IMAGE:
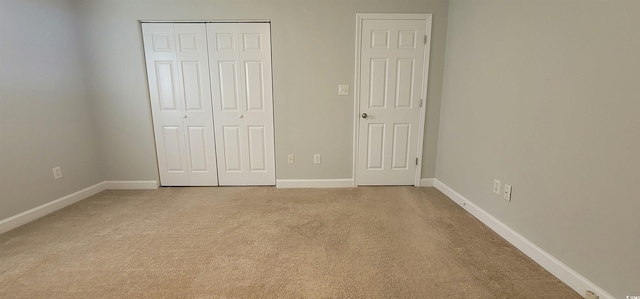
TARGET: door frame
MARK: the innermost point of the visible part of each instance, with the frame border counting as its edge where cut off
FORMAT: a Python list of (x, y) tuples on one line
[(360, 17)]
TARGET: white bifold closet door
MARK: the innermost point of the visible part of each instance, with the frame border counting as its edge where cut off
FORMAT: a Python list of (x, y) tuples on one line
[(240, 66), (180, 91)]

Work instructions:
Reproduce the data word for word without its images.

Response to this task:
IMAGE:
TARGET: door frame
MARK: the innermost point of the visible part of each instance, with the frame border counting as its edge where cut off
FORMAT: a Python list of (x, y) tuples on one line
[(360, 17)]
TARGET: white bifold closet door
MARK: the innermost point of the visible part of each instance, with the frame border counting as its edge where cut off
FORMAT: a Python list of (x, y) tuples on one line
[(240, 66), (180, 91)]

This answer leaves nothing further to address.